Copy, word for word, the part of the records that opens with the line containing "task: segment the gray hair" and closes with the line containing "POLYGON ((72 30, 70", both of those lines included. Leave the pictures out of your copy.

──────── DATASET ROWS ────────

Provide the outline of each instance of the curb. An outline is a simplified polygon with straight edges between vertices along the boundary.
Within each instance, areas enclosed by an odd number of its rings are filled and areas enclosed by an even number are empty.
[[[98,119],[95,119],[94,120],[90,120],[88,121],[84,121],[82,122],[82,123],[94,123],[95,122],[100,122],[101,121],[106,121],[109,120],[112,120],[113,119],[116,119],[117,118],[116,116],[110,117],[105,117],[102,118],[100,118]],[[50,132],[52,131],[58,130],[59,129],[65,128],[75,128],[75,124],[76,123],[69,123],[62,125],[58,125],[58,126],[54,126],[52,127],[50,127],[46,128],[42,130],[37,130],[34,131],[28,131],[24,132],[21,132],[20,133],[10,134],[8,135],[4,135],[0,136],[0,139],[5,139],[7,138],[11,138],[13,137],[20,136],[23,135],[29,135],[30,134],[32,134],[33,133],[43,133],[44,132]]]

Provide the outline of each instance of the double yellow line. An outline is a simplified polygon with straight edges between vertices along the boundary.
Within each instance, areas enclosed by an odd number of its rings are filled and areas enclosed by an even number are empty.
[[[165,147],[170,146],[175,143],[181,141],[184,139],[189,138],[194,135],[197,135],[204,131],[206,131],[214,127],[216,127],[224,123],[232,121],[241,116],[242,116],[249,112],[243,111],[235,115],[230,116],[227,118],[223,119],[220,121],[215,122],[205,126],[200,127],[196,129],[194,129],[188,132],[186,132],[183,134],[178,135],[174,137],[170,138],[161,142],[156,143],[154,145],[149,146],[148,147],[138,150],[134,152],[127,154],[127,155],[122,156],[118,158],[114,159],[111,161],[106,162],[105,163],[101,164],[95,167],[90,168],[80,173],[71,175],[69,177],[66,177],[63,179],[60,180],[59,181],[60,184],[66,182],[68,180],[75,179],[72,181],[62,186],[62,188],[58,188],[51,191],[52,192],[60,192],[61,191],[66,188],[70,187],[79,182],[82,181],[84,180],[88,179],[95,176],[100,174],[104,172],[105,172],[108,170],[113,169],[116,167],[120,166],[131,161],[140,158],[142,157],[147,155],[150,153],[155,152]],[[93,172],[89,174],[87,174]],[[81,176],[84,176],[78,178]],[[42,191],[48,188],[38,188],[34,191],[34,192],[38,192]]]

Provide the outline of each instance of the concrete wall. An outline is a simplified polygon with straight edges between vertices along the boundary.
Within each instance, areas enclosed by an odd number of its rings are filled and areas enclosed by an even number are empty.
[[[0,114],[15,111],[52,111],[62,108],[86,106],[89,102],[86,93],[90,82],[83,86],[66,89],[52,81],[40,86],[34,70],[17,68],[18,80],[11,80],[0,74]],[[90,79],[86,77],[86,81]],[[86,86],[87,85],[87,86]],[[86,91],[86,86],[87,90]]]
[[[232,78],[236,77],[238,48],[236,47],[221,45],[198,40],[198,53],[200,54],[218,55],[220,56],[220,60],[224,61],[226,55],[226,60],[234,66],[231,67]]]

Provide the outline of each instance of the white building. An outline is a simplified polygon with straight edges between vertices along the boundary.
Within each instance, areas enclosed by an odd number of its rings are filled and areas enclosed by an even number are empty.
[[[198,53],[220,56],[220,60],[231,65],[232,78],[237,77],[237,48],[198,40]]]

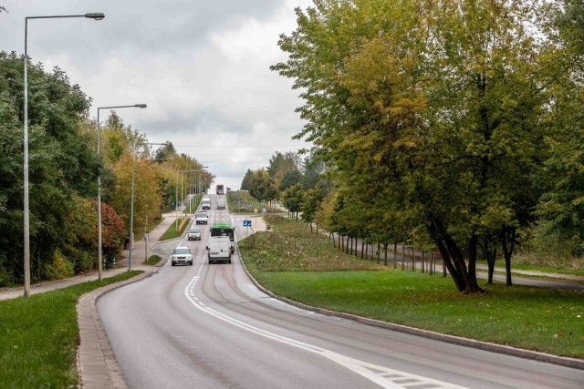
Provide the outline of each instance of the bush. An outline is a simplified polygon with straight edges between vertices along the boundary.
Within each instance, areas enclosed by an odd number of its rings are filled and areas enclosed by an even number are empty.
[[[45,264],[45,275],[49,280],[61,280],[75,275],[75,266],[65,255],[56,250],[53,253],[53,261],[50,264]]]

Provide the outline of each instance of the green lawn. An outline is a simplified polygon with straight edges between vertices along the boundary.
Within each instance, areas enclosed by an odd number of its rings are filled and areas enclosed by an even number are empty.
[[[191,224],[191,219],[190,218],[187,218],[187,219],[189,220],[182,225],[182,228],[180,228],[181,223],[182,221],[182,218],[178,218],[175,222],[172,223],[168,227],[168,229],[166,230],[166,231],[164,231],[164,233],[162,234],[162,236],[159,241],[168,241],[169,239],[174,239],[174,238],[179,238],[182,236],[182,232],[184,232],[184,230],[186,230]],[[177,228],[179,228],[180,230],[178,230]]]
[[[148,261],[146,261],[145,263],[149,264],[149,265],[151,265],[151,266],[154,266],[155,264],[160,262],[161,260],[162,260],[162,258],[159,255],[154,254],[154,255],[151,255],[148,258]]]
[[[467,338],[584,358],[584,292],[500,283],[459,293],[451,278],[393,270],[349,256],[300,223],[239,245],[254,277],[308,305]]]
[[[77,387],[77,301],[94,289],[140,273],[124,272],[101,282],[0,302],[0,387]]]

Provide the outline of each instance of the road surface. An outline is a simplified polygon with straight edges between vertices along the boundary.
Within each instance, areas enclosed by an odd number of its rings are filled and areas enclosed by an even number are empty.
[[[211,197],[212,222],[231,220],[228,210],[214,209]],[[207,263],[209,230],[202,230],[201,241],[181,243],[193,251],[193,266],[167,263],[158,274],[98,302],[130,387],[584,387],[582,370],[285,304],[256,288],[236,253],[231,264]]]

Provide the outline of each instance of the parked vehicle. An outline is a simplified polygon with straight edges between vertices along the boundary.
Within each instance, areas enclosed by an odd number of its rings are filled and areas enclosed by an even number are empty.
[[[191,228],[186,234],[189,241],[201,241],[201,230],[197,228]]]
[[[174,248],[171,258],[171,264],[172,266],[176,264],[193,265],[193,251],[191,251],[191,249],[182,246]]]
[[[205,197],[201,200],[201,210],[211,210],[211,199]]]
[[[212,236],[207,243],[209,263],[224,261],[231,263],[231,242],[227,236]]]
[[[194,224],[208,224],[209,215],[207,212],[197,212],[194,214]]]

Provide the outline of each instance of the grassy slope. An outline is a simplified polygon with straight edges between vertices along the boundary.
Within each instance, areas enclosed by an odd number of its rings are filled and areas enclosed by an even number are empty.
[[[0,302],[0,387],[77,387],[77,301],[141,272]]]

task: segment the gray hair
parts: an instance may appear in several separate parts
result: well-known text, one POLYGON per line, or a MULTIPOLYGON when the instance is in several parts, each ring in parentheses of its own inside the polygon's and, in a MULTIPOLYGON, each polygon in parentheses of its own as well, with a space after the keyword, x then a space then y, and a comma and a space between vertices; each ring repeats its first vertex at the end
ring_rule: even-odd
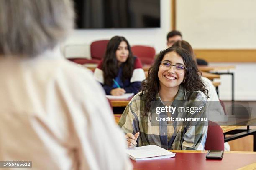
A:
POLYGON ((72 30, 70 0, 0 0, 0 55, 35 56, 72 30))

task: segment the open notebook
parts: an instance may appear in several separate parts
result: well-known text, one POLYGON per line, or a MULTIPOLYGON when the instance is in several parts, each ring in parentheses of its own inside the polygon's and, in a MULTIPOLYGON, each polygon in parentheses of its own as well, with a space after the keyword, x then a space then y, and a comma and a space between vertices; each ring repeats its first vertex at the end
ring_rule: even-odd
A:
POLYGON ((167 158, 175 156, 175 153, 156 145, 127 149, 126 153, 134 160, 167 158))
POLYGON ((106 95, 106 97, 110 100, 127 100, 132 97, 134 93, 125 93, 121 96, 113 96, 112 95, 106 95))

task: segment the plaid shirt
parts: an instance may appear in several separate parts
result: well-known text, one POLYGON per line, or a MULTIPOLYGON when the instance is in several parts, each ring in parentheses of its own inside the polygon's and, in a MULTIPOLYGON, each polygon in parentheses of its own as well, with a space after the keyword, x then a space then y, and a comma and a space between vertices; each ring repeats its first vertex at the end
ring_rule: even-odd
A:
MULTIPOLYGON (((143 95, 139 95, 141 92, 134 96, 130 102, 118 124, 126 133, 135 134, 140 132, 137 146, 156 145, 168 150, 204 150, 208 128, 207 125, 174 126, 166 123, 163 125, 160 122, 159 125, 152 125, 150 112, 149 116, 143 115, 145 100, 143 95)), ((156 98, 156 100, 161 102, 158 93, 156 98)), ((203 112, 206 114, 207 98, 202 92, 188 92, 181 85, 172 103, 182 101, 188 102, 186 102, 187 105, 183 105, 183 107, 189 106, 191 103, 196 102, 195 101, 200 101, 197 103, 204 107, 203 112)))

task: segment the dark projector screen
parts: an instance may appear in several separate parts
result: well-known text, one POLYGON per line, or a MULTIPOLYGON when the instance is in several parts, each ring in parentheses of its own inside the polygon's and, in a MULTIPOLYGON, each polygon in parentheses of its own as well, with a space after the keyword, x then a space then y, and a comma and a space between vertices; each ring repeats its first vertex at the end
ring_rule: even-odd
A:
POLYGON ((160 27, 160 0, 74 0, 76 28, 160 27))

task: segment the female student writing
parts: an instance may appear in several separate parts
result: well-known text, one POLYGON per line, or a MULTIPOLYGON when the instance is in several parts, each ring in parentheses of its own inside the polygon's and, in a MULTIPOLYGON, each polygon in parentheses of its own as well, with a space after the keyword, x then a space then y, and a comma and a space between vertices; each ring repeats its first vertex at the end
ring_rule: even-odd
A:
POLYGON ((160 53, 142 83, 142 91, 130 101, 119 122, 128 147, 156 145, 166 149, 204 150, 207 125, 163 125, 160 122, 156 125, 151 112, 152 101, 186 101, 184 107, 199 102, 205 110, 208 91, 198 72, 184 49, 172 47, 160 53))
POLYGON ((139 59, 133 55, 128 41, 116 36, 108 42, 103 60, 94 72, 94 77, 108 95, 137 93, 145 78, 139 59))

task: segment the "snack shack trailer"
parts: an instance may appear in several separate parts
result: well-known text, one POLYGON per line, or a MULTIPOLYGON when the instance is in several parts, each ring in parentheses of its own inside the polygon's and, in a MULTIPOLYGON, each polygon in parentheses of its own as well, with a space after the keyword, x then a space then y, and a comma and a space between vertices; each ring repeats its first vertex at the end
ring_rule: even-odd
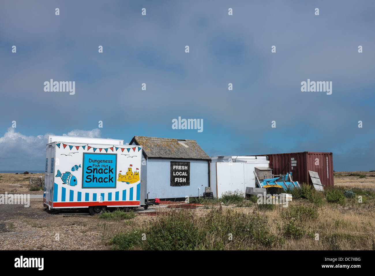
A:
POLYGON ((147 209, 141 181, 141 146, 123 140, 49 136, 43 202, 49 210, 147 209))

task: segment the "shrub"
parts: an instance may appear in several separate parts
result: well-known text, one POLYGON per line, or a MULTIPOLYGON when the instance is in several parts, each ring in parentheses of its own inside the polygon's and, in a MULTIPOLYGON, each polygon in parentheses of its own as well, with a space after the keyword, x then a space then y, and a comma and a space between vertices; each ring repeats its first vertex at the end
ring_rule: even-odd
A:
POLYGON ((232 204, 238 204, 242 202, 245 198, 243 193, 238 190, 234 192, 231 191, 223 193, 221 196, 221 201, 226 205, 232 204))
POLYGON ((174 211, 149 223, 138 232, 116 235, 110 244, 113 249, 266 249, 285 240, 269 232, 267 218, 222 208, 212 209, 203 216, 188 210, 174 211), (144 241, 142 233, 147 237, 144 241))
POLYGON ((356 193, 353 193, 350 190, 346 190, 344 192, 344 195, 348 198, 354 198, 356 195, 356 193))
POLYGON ((282 218, 289 220, 294 218, 303 221, 316 219, 318 214, 314 208, 308 206, 290 206, 281 215, 282 218))
POLYGON ((338 203, 343 205, 345 197, 342 190, 338 188, 328 188, 324 192, 327 201, 331 203, 338 203))
POLYGON ((306 232, 302 227, 297 226, 296 222, 292 220, 290 220, 285 225, 283 230, 283 234, 286 238, 295 239, 302 238, 306 232))
POLYGON ((100 219, 130 219, 135 217, 135 214, 134 212, 124 212, 118 209, 113 212, 103 212, 99 215, 100 219))

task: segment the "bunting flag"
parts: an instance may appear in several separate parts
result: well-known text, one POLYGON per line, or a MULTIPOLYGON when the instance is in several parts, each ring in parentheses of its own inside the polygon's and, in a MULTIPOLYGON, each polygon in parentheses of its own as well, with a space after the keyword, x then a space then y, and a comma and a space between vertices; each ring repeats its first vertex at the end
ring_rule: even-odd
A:
MULTIPOLYGON (((61 143, 59 143, 58 144, 56 144, 56 145, 57 146, 58 146, 58 148, 60 148, 60 146, 61 145, 61 143)), ((128 152, 130 152, 130 149, 133 149, 133 151, 135 152, 136 149, 137 148, 137 147, 136 147, 136 147, 134 147, 134 148, 120 148, 119 147, 115 146, 113 146, 111 147, 111 148, 93 148, 92 147, 88 145, 86 145, 84 146, 73 146, 73 145, 66 145, 65 144, 64 144, 64 143, 63 143, 63 146, 64 147, 64 149, 65 149, 65 148, 67 146, 69 146, 69 148, 71 150, 72 150, 72 149, 73 148, 73 147, 75 147, 76 148, 76 149, 77 149, 77 151, 78 149, 80 149, 80 146, 82 147, 82 148, 83 149, 86 149, 86 146, 87 146, 87 150, 88 151, 88 150, 89 150, 90 149, 92 148, 93 149, 93 150, 94 150, 94 152, 95 152, 95 151, 96 151, 97 149, 98 149, 98 148, 99 148, 99 152, 102 152, 102 149, 104 149, 105 151, 105 152, 107 152, 107 153, 108 152, 108 149, 110 149, 113 152, 114 151, 114 150, 113 150, 113 148, 114 148, 116 149, 116 151, 117 151, 117 150, 118 149, 121 149, 121 151, 122 151, 122 152, 124 152, 124 150, 125 149, 127 149, 127 150, 128 150, 128 152)), ((139 147, 138 147, 138 151, 140 151, 142 149, 142 148, 141 147, 139 147, 139 147)))

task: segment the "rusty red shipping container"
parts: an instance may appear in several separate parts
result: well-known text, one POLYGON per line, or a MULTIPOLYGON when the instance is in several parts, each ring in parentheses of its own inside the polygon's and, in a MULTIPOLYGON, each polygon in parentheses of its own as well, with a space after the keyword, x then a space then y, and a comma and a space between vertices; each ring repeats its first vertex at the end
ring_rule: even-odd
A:
POLYGON ((303 152, 261 154, 270 160, 274 174, 292 173, 294 181, 312 184, 309 171, 316 172, 324 187, 333 186, 333 161, 332 152, 303 152))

────────

- [RESPONSE BELOW]:
task: segment the gray hair
parts: an instance may appear in several separate parts
result: well-known text, one POLYGON per line, or a MULTIPOLYGON when the instance is in several parts, each ring in parentheses of its own inside the polygon's and, in a MULTIPOLYGON, each polygon in parentheses of its own as well, with a space after the keyword, x then a space then y, and a comma and a space between vertices; each ring repeats its first vertex at the end
ring_rule: even-odd
A:
POLYGON ((72 30, 70 0, 0 0, 0 55, 35 56, 72 30))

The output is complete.